** Start TEXT SHOWN **

We found this boulder. It looked like a good place to carve an inscription. I waded to it, and found no trace of an inscription, or, it looked as if any inscription would be underneath an inch of barnacles. I should have listened to my friend, who opined that it "didn't look like the picture". Lesson learned: When "determination" becomes "stubbornness" , you may fail.
I returned today. On a whim, I decided to hike a little further north on the beach (contradictory to the "directions), and voila! there was a beach just like the picture! The "real" rock seemed much smaller and lower than I would have imagined, and the bluff behind the beach had lots of put-there-deliberately seawall-type stones. I read that the Rune Stone was discovered by clam diggers, and sure enough, there were some in the vicinity. Waded out, scraped a little with a brush, and easily found the "Runes".
This rock would really be invisible at high tide. This being a New Moon low tide, I actually had to time my photos in between waves. Saw some other marks, probably made by others clearing away weeds.
It seems as though Runes are difficult to translate. One rune can mean two things, and a message in Runes does not contain all the parts of a sentence: one must liberally insert them. Here's one translation I found:
UPPERLINE
Rune 1. GIFT (G)

** End TEXT SHOWN **
** Start RECORDS SHOWN **

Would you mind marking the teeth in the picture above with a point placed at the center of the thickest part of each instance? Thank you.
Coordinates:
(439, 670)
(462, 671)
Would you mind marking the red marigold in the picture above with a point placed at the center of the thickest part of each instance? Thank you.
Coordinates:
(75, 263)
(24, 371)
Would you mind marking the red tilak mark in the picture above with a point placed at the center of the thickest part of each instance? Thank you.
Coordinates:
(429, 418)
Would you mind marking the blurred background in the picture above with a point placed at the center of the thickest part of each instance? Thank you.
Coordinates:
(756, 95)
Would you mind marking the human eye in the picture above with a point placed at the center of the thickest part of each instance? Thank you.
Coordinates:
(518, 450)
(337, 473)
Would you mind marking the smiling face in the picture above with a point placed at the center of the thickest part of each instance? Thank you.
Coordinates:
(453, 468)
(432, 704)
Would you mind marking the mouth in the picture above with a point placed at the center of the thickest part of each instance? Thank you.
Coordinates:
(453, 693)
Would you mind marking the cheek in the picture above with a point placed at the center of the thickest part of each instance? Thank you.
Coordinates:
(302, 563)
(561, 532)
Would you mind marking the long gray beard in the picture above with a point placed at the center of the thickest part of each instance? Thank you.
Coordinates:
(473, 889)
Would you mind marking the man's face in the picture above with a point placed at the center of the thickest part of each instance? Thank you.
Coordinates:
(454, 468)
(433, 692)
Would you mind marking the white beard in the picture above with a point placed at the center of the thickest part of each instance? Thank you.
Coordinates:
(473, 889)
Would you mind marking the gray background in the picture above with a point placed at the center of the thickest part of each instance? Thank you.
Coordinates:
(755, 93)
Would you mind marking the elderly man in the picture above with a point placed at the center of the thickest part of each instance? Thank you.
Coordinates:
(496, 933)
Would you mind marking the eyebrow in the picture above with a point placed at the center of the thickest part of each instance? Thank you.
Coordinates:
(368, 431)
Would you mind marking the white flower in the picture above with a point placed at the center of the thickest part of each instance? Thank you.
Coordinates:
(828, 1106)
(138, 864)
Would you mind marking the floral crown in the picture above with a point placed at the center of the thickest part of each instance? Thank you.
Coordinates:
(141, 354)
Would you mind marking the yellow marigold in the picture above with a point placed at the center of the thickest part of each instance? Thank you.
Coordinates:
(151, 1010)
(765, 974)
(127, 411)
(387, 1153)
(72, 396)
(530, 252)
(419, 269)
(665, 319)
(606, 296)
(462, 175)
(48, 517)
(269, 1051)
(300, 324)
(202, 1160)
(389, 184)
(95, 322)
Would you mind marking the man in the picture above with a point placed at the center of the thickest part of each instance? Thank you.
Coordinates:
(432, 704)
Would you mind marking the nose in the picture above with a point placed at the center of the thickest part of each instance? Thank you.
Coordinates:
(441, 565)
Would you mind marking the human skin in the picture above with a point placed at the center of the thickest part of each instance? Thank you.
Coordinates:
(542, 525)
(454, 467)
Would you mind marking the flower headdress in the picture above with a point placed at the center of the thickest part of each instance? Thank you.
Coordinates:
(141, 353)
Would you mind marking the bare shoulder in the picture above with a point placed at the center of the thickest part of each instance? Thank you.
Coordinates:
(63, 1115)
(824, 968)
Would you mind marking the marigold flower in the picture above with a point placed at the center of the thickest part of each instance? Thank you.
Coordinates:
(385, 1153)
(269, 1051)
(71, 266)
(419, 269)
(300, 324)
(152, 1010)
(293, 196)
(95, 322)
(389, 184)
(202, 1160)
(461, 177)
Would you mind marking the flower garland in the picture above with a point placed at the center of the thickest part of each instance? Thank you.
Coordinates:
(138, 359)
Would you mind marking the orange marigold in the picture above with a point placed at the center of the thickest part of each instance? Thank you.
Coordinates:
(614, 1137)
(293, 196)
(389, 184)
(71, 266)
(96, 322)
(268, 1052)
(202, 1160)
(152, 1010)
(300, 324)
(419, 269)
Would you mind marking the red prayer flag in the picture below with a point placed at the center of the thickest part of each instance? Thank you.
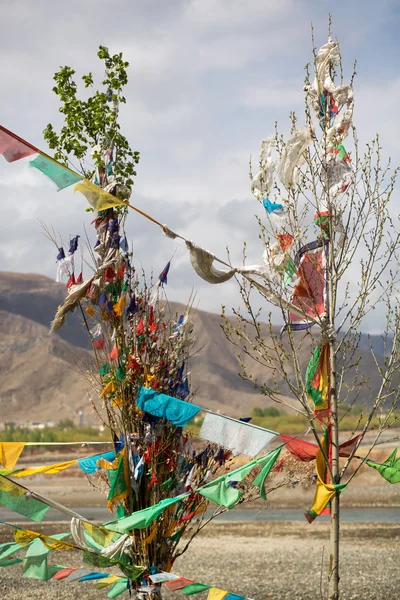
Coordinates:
(114, 353)
(153, 481)
(109, 274)
(310, 291)
(121, 271)
(285, 240)
(14, 148)
(99, 345)
(140, 327)
(305, 451)
(71, 281)
(63, 573)
(178, 584)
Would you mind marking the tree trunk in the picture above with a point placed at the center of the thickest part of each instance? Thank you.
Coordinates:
(335, 513)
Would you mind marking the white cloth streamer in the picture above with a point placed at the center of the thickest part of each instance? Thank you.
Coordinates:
(237, 436)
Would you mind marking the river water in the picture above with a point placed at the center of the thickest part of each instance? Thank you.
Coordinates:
(348, 515)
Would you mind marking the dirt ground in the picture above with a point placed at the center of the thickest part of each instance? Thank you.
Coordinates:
(262, 561)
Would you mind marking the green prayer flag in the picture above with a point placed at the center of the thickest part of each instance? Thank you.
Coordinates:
(265, 471)
(390, 469)
(177, 535)
(143, 518)
(35, 562)
(13, 496)
(8, 562)
(195, 588)
(311, 370)
(120, 374)
(8, 549)
(118, 588)
(60, 175)
(105, 369)
(221, 492)
(116, 479)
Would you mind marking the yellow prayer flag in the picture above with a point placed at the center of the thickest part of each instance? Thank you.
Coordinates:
(25, 537)
(152, 534)
(120, 306)
(117, 402)
(97, 198)
(47, 470)
(10, 487)
(324, 492)
(9, 453)
(99, 534)
(108, 389)
(216, 594)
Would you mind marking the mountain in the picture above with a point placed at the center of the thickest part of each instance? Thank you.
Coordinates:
(41, 373)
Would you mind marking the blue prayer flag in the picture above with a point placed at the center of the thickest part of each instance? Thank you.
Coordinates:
(177, 411)
(89, 464)
(271, 207)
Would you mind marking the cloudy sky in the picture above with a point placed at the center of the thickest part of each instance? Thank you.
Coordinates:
(208, 79)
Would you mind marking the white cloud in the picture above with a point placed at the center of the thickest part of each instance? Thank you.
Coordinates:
(208, 79)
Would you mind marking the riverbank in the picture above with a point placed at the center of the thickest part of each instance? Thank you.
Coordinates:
(263, 561)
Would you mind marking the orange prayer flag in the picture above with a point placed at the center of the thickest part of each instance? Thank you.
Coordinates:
(108, 389)
(114, 353)
(9, 453)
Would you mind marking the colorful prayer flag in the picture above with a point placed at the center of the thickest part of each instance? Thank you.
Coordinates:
(317, 380)
(310, 295)
(14, 148)
(60, 175)
(97, 198)
(10, 453)
(324, 492)
(390, 469)
(174, 410)
(13, 496)
(271, 207)
(48, 470)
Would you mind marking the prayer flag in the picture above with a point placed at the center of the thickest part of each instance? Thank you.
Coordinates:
(119, 481)
(35, 562)
(141, 519)
(324, 492)
(390, 469)
(14, 148)
(63, 573)
(89, 465)
(309, 295)
(118, 588)
(178, 584)
(164, 273)
(97, 198)
(59, 174)
(13, 496)
(317, 380)
(174, 410)
(305, 451)
(195, 588)
(240, 437)
(10, 453)
(217, 594)
(110, 580)
(48, 470)
(265, 471)
(271, 207)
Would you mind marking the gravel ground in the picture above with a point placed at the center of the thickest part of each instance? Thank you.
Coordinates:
(263, 561)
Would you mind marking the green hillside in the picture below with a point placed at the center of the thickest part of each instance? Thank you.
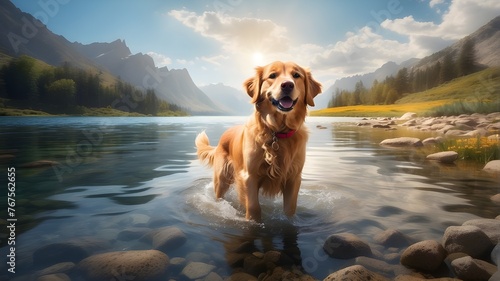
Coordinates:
(478, 92)
(29, 86)
(480, 86)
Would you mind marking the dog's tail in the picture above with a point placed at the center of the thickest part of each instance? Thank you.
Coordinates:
(204, 150)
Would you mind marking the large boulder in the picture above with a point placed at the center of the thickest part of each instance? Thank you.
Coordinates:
(467, 239)
(346, 246)
(492, 166)
(166, 239)
(467, 268)
(490, 227)
(355, 272)
(128, 265)
(426, 255)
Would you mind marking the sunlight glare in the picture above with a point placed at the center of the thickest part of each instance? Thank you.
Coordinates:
(257, 58)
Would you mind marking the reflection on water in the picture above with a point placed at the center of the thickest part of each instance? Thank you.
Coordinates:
(114, 174)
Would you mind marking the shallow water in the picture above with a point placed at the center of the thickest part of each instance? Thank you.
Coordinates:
(116, 173)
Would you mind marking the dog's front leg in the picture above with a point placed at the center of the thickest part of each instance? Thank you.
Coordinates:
(290, 195)
(252, 199)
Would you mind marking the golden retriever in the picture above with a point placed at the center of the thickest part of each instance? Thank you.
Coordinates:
(268, 152)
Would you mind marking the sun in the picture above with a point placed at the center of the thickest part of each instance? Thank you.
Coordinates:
(257, 58)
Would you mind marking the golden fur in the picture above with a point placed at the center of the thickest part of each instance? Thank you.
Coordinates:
(249, 156)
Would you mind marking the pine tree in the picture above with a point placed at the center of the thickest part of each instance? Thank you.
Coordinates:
(447, 71)
(467, 58)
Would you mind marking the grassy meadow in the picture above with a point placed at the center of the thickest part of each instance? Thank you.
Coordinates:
(478, 92)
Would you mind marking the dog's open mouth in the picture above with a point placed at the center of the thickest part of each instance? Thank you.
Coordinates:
(284, 104)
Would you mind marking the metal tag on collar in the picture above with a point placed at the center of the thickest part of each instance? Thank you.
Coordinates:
(275, 144)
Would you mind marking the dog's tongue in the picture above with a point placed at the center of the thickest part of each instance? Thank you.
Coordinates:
(286, 102)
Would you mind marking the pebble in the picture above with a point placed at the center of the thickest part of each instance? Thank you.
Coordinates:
(195, 270)
(54, 277)
(490, 227)
(447, 157)
(426, 255)
(392, 238)
(166, 239)
(402, 142)
(346, 246)
(73, 250)
(355, 272)
(492, 166)
(135, 265)
(467, 268)
(467, 239)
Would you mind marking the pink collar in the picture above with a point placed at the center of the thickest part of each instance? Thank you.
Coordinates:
(285, 135)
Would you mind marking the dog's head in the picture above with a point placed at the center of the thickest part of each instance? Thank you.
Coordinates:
(282, 87)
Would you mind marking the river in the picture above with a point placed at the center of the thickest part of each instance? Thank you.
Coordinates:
(112, 174)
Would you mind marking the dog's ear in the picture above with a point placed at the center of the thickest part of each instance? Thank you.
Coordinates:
(313, 88)
(252, 85)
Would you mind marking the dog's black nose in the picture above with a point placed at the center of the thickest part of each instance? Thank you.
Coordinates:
(287, 86)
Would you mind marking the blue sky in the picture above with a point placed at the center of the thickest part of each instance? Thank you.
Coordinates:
(222, 40)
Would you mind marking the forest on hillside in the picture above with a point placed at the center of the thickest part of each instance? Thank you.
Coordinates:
(406, 82)
(69, 90)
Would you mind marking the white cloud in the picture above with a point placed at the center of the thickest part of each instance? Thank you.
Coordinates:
(184, 62)
(215, 60)
(159, 59)
(361, 52)
(434, 3)
(462, 18)
(236, 34)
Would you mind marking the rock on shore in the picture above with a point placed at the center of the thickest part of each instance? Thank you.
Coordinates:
(134, 265)
(466, 252)
(474, 125)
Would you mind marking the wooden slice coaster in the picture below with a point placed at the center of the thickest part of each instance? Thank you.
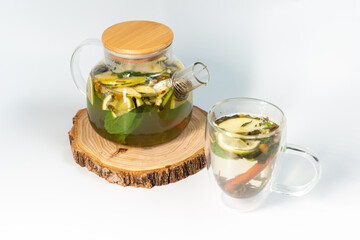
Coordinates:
(140, 166)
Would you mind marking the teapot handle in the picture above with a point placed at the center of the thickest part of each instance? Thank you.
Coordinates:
(78, 78)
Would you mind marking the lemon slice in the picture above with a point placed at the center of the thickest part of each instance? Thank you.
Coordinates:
(236, 145)
(139, 102)
(128, 92)
(90, 91)
(106, 76)
(118, 106)
(241, 125)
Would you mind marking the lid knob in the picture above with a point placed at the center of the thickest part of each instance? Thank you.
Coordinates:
(137, 37)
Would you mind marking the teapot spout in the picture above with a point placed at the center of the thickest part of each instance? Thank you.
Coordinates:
(187, 79)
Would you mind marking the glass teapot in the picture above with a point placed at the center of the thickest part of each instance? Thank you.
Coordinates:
(139, 94)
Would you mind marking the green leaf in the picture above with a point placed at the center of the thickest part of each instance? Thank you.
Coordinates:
(217, 150)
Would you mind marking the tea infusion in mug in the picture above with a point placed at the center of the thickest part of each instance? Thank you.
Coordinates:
(245, 139)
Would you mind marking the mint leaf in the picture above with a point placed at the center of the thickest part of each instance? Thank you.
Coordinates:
(126, 123)
(217, 150)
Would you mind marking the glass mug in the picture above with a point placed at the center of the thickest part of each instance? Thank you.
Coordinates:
(245, 142)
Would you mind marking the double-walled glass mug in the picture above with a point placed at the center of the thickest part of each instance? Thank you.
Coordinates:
(245, 141)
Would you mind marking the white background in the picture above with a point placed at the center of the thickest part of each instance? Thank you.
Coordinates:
(302, 55)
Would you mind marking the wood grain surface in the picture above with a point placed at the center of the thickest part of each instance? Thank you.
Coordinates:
(140, 166)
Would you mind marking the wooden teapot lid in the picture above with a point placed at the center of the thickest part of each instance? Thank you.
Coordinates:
(137, 37)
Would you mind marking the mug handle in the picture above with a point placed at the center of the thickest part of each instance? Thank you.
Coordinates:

** End RECORDS SHOWN **

TO DO: Write what comes next in the account of searching a beach for the rune stone, picking up after its last line. The listing has nothing to do with the account of the rune stone.

ANSWER TO THE TASK:
Rune 2. SUN (S)
Rune 3. LAND, ISLAND (H)
Rune 4. RIDE, RED, RHODE (R)
Rune 5. HOME, PROPERTY (0)
Rune 6. MAN, MEN (M)
Rune 7. LAKE, SEA, OCEAN (L)
Rune 8. ICE, ICELAND (1)
LOWERLINE
Rune 9. GIFT (G)
Rune 10. GOD (A)
So, the correct TRANSLATION appears to be:
"GIFT of the SUN: RHODE ISLAND (Red Land), now HOME (property) of the MEN across the OCEAN from ICELAND; GIFT of GOD"
This is,of course, hotly debated online. Two things I thought that I knew: That The Northmen were suspected to have extended their explorations along the American coast, possibly as far south as Mexico, but there was "insufficient evidence" to prove it, and that Rhode Island was named by English speakers in the seventeenth century, after Rhodes, Greece. It also seems that "Rhode" means "Red". Might these Northmen, accustomed to the black sand and gravel of Iceland's coast, interpreted the brown sand and mud flats of New England as "red"? Or the natives?
Then there is the matter of "The Hooked X". This Rune was recently discovered in Europe, and appears in inscriptions In Rhode Island and Maine. If a hoax, the Stone shows many decades of wear. I also don't know what the probability of a carving from the 14th century surviving that long in the water is.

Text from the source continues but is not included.